TASK BRIEF:
Transcribe the records below. Leave every word as it is.

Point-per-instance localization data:
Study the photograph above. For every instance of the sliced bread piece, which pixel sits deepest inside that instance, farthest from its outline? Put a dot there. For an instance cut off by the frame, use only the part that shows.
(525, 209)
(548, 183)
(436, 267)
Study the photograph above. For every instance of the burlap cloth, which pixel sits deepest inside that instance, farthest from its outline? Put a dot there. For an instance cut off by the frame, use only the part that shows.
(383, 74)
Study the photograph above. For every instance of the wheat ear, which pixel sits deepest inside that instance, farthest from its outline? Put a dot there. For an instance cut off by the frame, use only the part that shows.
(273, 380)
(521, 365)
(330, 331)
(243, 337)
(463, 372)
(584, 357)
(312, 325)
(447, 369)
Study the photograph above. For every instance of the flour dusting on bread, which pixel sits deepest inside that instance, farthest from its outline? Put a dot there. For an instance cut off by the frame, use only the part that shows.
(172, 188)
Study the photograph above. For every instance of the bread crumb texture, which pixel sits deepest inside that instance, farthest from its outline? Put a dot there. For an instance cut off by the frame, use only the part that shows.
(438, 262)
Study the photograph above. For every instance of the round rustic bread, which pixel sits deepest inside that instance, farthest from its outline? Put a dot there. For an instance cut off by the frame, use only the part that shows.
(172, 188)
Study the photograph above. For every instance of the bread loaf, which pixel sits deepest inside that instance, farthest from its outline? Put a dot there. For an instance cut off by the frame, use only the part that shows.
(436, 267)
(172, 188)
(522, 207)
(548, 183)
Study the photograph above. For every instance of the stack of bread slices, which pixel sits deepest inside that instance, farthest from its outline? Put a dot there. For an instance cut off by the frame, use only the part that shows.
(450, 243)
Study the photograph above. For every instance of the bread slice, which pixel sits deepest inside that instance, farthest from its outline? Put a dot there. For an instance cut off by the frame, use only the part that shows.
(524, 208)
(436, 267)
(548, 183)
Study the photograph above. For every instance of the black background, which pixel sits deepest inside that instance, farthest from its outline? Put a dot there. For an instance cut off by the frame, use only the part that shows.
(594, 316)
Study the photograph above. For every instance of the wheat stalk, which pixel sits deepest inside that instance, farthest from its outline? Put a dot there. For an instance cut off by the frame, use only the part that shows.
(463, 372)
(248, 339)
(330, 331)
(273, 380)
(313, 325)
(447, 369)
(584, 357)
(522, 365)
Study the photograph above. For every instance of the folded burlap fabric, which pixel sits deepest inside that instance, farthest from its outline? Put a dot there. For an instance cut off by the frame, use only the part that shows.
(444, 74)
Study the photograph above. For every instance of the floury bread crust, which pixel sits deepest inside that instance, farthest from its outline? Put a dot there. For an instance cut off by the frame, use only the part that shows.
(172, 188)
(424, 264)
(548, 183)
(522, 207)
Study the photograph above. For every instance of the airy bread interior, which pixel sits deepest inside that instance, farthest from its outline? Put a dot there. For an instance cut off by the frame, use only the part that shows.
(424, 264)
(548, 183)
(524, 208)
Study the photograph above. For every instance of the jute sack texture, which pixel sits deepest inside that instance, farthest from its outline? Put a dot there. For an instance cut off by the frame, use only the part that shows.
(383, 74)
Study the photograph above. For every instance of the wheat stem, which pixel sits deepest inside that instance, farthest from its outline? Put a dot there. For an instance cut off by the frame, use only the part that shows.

RESPONSE TO THIS EXERCISE:
Study the photograph above. For every instance of the sliced bread piece, which pixel sits deepest inside that instance, farthest from its outline? Put a dot there. For an instance cut off by the frame, use only the part that shows.
(525, 209)
(548, 183)
(436, 267)
Study the photograph above. For every instance of the burlap cloth, which pixel sits deepest inside that instance, farthest from its outline? Put a dot there. For an instance cut off by the frame, use only the part that shows.
(383, 74)
Study the photograph above. For every instance of the wheat ear, which pixel sits deepest inside that instance, farthest from its outline? Put a dot there. For an instance cut off by the frame, use only the part that shows.
(273, 380)
(521, 365)
(330, 331)
(243, 337)
(463, 372)
(584, 357)
(312, 325)
(447, 369)
Study the photograph above. For every instance of the flour dusting on bread, which pixel sits deepest inside that instance, farthest from its outline? Put a dot there. For an instance cut off by the frame, use only the part that shows.
(172, 188)
Study the photograph above. For every instance of the bread crumb texture, which pixel sits deepest inside that instance, farthest from its outline? Put a dot there. For an instance cut off by the frame, use only the part that shows.
(438, 262)
Study the photograph above. For every instance of the round rustic bread, which pixel sits deepest inside that instance, farthest from its outline? Put a dot there. For an instance cut off by the frame, use only the part that shows.
(172, 188)
Study the photograph above. For every instance of the bread loaf, which pixel sits deepest inside that instance, farthest from its outline? Put a dot there. For an instance cut off by the frame, use only the part that shows.
(436, 267)
(172, 188)
(522, 207)
(548, 183)
Study the photograph above. For every instance of the stack of bread slices, which pixel sits deepest inside that instance, farthest from its outline? Put a dot there. For an instance cut off by the frame, use only the part that shows.
(450, 243)
Study the photograph above. For every instance of the bread slice, which pixel sits deepest inside that instance, farthest from its outline? Put a dot there. For an instance cut off by the frame, use only the part that shows.
(524, 208)
(436, 267)
(548, 183)
Study the photograph above. For every instance of the black background, which pixel sits deepest inside that instance, farthest from its outline? Put a dot there. For an instance cut off by the frame, use only the part that shows.
(594, 316)
Study the photograph above. For every instance of the wheat stalk, which pixel sits deepest inside that instance, farthest from its outline? Put a dot there. For an instance cut off by the frame, use only the part that shows.
(463, 372)
(248, 339)
(330, 331)
(273, 380)
(313, 325)
(447, 369)
(584, 357)
(522, 365)
Study the photograph above. For every instance of the folded burlap fabric, which pixel sits deepest inside that instance, farthest from its outline? Put a dot there. For an instance cut off by the frame, use only the part that shows.
(444, 74)
Study the photograph above. For every instance of the floury bread crust, which pixel sits deepest inside that instance, farthest from its outline? Put a dot there. For an instance cut off by the frame, use only the part that shows.
(172, 188)
(424, 264)
(548, 183)
(522, 207)
Study the photograph above. For every instance of the airy bread interior, which pixel sits deepest inside that instance, farthest from its outline? Put a dot there. For an instance cut off by the frame, use only the part that shows.
(424, 264)
(548, 183)
(524, 208)
Study the photograph above. For every instance of the jute sack texture, which pixel sits deepest inside that instance, farthest from its outline? Put a dot there. For an instance cut off by the frame, use only the part that shows.
(383, 74)
Study the photograph above. For every instance of the wheat stem, which pixel sits deepest inside that instance, farthest from its outline? Put a dot there. For an instance cut off by the frame, use only the part that shows.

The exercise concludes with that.